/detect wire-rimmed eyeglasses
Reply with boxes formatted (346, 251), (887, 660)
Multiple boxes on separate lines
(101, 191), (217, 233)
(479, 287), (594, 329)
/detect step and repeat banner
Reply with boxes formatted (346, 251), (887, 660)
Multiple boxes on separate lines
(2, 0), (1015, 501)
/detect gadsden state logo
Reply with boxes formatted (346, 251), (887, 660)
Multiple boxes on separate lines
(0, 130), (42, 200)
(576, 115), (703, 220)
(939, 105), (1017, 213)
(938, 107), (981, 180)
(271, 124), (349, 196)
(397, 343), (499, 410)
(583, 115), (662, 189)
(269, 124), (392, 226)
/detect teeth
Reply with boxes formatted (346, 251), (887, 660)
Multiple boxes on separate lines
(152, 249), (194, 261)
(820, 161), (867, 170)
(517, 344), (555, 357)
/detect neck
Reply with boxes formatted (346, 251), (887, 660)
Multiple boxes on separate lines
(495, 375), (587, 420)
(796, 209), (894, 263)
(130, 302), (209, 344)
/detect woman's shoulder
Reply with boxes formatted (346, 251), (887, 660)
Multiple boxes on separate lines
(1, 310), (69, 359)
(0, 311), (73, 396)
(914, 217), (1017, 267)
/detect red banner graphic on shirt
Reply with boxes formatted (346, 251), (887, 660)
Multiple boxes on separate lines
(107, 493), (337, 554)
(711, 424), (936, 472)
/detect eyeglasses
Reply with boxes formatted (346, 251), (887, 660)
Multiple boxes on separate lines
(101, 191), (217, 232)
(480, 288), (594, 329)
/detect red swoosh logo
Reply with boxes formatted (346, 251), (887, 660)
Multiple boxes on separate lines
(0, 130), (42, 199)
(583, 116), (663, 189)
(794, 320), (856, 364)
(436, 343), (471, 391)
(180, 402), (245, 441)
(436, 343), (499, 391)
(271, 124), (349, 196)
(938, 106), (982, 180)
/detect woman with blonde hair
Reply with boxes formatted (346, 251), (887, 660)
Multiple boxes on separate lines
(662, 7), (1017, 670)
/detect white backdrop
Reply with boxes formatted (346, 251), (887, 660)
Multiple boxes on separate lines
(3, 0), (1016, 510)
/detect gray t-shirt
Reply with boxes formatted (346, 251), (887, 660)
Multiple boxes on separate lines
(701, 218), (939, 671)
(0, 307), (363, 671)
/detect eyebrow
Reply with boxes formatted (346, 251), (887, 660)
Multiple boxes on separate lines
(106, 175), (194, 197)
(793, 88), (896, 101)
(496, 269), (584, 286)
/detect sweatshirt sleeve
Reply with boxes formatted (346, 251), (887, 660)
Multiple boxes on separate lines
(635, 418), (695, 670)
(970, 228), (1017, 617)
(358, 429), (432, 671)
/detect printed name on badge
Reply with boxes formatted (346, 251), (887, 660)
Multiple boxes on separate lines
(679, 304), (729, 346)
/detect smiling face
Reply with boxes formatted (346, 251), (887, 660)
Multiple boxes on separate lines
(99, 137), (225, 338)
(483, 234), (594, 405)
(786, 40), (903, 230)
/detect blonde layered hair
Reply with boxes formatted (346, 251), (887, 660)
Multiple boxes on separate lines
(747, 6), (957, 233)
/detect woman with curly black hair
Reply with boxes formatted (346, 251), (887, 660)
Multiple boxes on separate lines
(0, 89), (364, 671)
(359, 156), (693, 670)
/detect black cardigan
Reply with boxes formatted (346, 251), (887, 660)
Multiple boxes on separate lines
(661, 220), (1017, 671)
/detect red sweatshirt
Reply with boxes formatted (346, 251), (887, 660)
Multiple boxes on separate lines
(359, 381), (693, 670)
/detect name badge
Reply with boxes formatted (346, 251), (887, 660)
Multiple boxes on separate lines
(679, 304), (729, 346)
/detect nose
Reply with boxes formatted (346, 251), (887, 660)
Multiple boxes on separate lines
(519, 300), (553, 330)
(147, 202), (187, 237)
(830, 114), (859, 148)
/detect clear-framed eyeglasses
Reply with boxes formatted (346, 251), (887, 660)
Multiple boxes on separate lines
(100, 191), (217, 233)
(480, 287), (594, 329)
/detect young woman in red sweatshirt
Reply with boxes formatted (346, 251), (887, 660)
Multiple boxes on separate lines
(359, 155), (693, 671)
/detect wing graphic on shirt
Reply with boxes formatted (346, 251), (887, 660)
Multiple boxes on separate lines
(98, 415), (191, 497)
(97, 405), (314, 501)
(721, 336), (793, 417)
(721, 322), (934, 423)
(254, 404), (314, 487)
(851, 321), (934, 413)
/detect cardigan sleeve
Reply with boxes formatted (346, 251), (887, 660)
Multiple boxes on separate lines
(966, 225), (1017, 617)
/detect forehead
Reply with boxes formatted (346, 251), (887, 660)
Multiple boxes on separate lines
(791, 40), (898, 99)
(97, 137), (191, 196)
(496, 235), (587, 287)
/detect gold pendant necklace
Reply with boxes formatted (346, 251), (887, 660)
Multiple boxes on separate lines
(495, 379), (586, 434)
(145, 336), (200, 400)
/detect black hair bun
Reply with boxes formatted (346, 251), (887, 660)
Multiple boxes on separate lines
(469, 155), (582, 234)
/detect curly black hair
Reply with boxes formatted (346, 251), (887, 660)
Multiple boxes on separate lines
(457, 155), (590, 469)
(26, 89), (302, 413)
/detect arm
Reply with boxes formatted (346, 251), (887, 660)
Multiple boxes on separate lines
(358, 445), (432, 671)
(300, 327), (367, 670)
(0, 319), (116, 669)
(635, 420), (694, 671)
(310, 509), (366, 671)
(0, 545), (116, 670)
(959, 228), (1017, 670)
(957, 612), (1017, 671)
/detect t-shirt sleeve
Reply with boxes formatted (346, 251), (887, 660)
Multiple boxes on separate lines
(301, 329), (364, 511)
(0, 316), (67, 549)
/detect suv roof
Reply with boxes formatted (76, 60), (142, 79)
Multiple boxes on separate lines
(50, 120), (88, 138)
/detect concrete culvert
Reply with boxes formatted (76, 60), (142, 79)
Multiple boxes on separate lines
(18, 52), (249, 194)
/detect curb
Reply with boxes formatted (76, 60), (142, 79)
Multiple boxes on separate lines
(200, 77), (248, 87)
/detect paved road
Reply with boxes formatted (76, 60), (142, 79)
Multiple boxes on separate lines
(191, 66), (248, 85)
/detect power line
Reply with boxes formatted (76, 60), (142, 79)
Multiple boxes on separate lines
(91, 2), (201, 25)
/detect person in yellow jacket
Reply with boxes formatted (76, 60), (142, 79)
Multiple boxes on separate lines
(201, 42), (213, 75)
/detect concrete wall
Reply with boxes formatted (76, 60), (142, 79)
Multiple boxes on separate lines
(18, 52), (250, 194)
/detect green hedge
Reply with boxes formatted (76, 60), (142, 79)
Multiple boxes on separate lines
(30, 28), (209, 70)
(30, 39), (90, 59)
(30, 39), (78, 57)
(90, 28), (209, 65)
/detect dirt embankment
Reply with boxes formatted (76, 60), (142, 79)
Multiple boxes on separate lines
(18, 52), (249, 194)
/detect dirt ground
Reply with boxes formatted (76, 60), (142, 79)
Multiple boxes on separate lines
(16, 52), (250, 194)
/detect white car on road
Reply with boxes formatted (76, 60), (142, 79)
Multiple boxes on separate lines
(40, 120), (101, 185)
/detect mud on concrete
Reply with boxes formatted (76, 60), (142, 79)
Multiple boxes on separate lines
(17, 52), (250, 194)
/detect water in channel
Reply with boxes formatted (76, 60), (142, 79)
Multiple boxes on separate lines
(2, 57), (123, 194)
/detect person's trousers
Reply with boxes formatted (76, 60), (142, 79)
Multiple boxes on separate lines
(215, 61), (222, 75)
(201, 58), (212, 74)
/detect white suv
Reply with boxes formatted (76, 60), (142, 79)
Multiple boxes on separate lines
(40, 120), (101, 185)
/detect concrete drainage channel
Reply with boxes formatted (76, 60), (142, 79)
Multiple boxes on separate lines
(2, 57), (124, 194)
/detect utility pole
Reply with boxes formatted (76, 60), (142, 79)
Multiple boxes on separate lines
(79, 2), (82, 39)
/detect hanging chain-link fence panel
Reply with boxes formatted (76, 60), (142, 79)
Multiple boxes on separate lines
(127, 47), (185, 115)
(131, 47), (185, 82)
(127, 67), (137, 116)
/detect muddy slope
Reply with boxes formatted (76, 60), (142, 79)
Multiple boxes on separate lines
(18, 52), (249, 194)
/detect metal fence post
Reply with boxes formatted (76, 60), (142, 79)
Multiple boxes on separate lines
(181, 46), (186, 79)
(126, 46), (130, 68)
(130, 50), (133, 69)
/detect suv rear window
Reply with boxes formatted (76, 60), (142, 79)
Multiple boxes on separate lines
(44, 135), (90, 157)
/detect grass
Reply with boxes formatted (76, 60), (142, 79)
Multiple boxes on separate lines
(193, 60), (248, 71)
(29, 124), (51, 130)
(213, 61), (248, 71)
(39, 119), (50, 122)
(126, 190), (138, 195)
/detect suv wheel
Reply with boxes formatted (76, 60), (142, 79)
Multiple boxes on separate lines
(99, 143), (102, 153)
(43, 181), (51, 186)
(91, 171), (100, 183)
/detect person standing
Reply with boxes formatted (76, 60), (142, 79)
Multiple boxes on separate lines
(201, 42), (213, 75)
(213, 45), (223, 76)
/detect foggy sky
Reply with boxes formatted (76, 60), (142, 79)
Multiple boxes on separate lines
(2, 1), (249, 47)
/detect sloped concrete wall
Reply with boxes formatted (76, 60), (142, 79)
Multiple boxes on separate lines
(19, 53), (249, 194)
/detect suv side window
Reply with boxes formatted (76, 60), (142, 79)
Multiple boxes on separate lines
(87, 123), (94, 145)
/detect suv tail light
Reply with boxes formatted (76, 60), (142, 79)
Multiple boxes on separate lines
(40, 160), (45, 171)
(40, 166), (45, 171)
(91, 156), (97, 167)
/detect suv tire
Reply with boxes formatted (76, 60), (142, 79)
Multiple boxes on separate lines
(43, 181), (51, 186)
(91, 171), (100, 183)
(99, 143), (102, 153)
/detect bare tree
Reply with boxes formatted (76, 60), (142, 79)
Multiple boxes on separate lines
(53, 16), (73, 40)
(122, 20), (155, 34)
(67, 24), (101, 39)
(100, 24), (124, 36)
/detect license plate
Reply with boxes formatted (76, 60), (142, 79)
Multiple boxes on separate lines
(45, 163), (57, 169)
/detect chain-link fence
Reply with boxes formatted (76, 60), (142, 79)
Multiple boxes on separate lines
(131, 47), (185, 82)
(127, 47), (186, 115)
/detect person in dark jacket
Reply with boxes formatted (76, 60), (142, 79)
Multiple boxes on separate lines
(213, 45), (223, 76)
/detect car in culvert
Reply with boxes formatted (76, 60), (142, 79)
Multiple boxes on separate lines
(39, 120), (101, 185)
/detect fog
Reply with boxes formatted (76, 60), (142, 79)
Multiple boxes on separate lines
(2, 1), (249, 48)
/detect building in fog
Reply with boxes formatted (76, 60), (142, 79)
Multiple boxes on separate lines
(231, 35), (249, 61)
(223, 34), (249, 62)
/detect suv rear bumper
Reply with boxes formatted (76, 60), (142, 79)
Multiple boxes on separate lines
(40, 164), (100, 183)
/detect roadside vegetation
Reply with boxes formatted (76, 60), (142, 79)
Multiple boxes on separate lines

# # #

## WHAT THIS TASK INVOLVES
Check each line of the data above, and please copy the ones in which the string "window" occurs.

## REPLY TO THE TASK
/detect suv rear window
/detect suv side window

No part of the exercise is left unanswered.